Please return only the lines between the line with "In this picture, where can the pool" and the final line of the entries, both included, and exclude pictures.
┌─ INFORMATION SUPPLIED
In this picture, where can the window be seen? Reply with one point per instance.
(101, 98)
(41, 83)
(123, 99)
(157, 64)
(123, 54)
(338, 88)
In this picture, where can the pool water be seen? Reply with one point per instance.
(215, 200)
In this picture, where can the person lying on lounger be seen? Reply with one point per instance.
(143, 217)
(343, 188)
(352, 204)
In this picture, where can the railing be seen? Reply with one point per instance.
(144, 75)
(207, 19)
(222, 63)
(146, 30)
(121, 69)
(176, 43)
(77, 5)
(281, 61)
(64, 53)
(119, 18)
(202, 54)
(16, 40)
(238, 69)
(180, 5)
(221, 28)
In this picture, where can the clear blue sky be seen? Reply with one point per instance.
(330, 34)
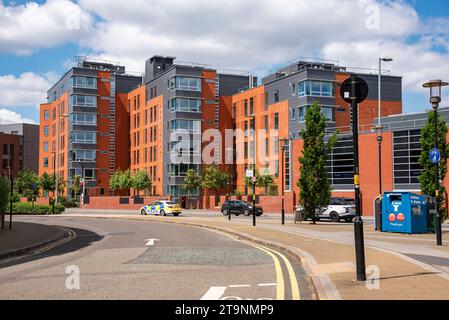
└─
:: EXERCISE SOLUTION ::
In this picture, where can the pool water be seen? Reply with one point per instance.
(215, 200)
In this picture, where can the person lying on lounger be seen? Reply with one point per instance.
(143, 217)
(343, 188)
(352, 204)
In this picture, where can the railing be seen? Reply with one point per instance.
(144, 75)
(207, 19)
(222, 63)
(146, 30)
(121, 69)
(176, 43)
(77, 5)
(281, 61)
(64, 53)
(119, 18)
(202, 54)
(16, 40)
(238, 69)
(180, 5)
(221, 28)
In this picture, where can the clear blue sky be seen? Reply with one point per instance.
(330, 34)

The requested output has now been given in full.